## Task brief
Copy out each line exactly as it appears.
-=-=-=-=-
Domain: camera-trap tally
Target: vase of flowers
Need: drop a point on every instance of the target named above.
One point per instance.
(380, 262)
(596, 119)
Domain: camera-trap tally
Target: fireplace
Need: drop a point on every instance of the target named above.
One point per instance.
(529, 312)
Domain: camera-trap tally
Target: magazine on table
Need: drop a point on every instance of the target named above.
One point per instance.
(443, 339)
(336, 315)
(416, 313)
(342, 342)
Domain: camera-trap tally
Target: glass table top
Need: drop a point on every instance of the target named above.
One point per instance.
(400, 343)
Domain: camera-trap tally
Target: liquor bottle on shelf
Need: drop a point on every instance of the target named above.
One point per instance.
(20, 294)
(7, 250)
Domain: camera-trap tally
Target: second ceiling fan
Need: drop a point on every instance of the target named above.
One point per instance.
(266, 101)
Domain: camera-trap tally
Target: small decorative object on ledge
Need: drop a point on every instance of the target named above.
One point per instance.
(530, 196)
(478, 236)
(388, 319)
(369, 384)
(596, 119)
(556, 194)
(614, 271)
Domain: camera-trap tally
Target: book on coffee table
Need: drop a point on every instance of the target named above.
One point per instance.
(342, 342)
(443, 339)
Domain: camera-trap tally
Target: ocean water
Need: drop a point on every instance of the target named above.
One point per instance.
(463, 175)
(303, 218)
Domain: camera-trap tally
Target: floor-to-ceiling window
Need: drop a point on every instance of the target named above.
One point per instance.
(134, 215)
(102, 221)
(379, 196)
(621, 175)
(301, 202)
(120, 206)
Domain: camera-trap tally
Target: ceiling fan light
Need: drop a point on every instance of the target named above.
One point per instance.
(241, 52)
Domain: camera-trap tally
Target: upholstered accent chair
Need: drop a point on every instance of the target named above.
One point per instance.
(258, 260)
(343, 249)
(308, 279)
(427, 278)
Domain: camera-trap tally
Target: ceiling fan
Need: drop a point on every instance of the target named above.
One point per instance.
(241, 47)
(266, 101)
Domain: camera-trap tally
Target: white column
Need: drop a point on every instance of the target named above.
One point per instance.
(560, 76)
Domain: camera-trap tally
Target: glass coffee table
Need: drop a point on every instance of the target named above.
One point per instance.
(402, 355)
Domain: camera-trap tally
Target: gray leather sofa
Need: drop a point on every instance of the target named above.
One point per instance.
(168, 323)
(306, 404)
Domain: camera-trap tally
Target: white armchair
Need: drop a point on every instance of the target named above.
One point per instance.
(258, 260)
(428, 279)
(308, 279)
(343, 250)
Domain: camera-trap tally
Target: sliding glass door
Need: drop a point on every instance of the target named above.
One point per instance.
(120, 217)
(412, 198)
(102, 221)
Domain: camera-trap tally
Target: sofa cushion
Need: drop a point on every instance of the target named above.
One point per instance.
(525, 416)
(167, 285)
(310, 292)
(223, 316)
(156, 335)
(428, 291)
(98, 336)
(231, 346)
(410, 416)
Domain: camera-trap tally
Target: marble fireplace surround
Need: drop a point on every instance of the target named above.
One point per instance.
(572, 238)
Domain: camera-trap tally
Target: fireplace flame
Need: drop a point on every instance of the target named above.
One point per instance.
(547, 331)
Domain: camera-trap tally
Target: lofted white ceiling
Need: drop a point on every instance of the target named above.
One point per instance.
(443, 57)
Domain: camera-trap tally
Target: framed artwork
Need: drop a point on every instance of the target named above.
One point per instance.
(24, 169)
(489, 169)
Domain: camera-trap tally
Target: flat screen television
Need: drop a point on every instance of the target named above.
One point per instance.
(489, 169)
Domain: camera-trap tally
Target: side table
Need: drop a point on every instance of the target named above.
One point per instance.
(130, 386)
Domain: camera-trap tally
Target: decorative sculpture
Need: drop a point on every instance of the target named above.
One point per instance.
-=-=-=-=-
## Response below
Domain: camera-trap tally
Target: vase of flowers
Need: drop a point on every instance of the target named above.
One point per instance.
(380, 262)
(596, 119)
Domain: camera-trap tally
Target: fireplace
Need: drop a point on every instance of the target named above.
One point per instance.
(529, 312)
Domain: camera-trap tally
Target: magazine on table
Need: drop a point on every instance of the target named above.
One point per instance.
(443, 339)
(336, 315)
(416, 313)
(342, 342)
Domain: camera-trap tally
Target: glass table top
Need: drop a point on every instance of the target named above.
One point per instance.
(400, 343)
Domain: camera-trap tally
Target: liquor bottle on shelf
Need: drop a point on every instance of the target named above.
One point per instance.
(20, 294)
(7, 250)
Domain: camera-trap tally
Target: second ceiling fan
Need: drop a point on every instance of the target named above.
One point per instance.
(266, 101)
Domain: camera-trap tally
Target: small decorative object on ledge
Need: drop a point on every instance of the target named above.
One point per instance.
(530, 196)
(478, 236)
(388, 319)
(369, 384)
(596, 119)
(556, 194)
(614, 271)
Domain: camera-trap tally
Target: book on coffee table
Need: drop a point on every instance of the target named above.
One point per instance.
(342, 342)
(443, 339)
Domain: camera-trap tally
Target: ocean water
Need: drop a point on every instance of the target named above.
One point per instance.
(463, 175)
(303, 218)
Domain: camera-trap tally
Target: floor-to-ceiling window
Need: drop a point on every instance of the target named above.
One point per instance.
(134, 215)
(102, 221)
(379, 196)
(621, 175)
(301, 202)
(120, 206)
Domain: camera-trap tally
Target: ceiling fan light
Need: drop a point on every instance of the target named above.
One point per instance.
(241, 52)
Domain: camera-trap tally
Target: upholstered accent chair
Need: drop a point on every instance of the target named above.
One point per instance.
(258, 260)
(343, 249)
(308, 279)
(427, 278)
Domain: camera-trap tally
Target: ceiling fan
Need: drop a point on every instance of the target named above.
One point per instance.
(241, 47)
(266, 101)
Domain: camera-trap tally
Target: white column
Need: drop a point on every instance of the target named above.
One point per instance.
(560, 76)
Domain: camera-trap tally
Target: glass coffee table
Need: drop a point on every instance of the target named above.
One point per instance.
(402, 355)
Domain: camera-trap tally
Target: gray leather sofa
Need: drop a point on every instance of the target named above.
One point per instance.
(168, 323)
(306, 404)
Domain: camera-trap tally
Target: white armchair
Need: drop a point on every instance of the target named above.
One point per instance.
(258, 260)
(428, 279)
(308, 279)
(343, 250)
Domain: camera-trap tally
Target: sliding glass door
Need: drop a point on every instance of the target named above.
One point per instance.
(120, 217)
(412, 198)
(102, 221)
Domain: camera-trap tally
Target: sofa cushion
Need: drop a point on every instance of the target named above.
One point per instance.
(525, 416)
(167, 285)
(310, 292)
(223, 316)
(156, 335)
(428, 291)
(98, 336)
(231, 346)
(410, 416)
Domain: camera-trap tally
Target: marble fireplace surround
Need: drop a point on every instance of the target named above.
One point per instance.
(572, 238)
Domain: camera-trap tally
Target: fireplace flame
Need: drop a point on every instance of the target named above.
One point per instance.
(547, 331)
Domain: camera-trap tally
Target: lofted white ceiling
Need: drop a point on every instance of the target named above.
One point per instance.
(443, 57)
Domain: camera-trap tally
Target: framed artwork
Need: drop a point on every instance of the target named above.
One point per instance.
(24, 169)
(489, 169)
Domain: camera-trap tally
Target: flat screen television
Need: drop a point on every instance of the target named above.
One point per instance.
(489, 169)
Domain: camera-trap tally
Target: side table
Need: drop a point on every instance of the target named above.
One point per instance.
(130, 386)
Domain: camera-trap tally
Target: decorative sculpture
Need: drop a point on every instance of the target named above.
One point per instance.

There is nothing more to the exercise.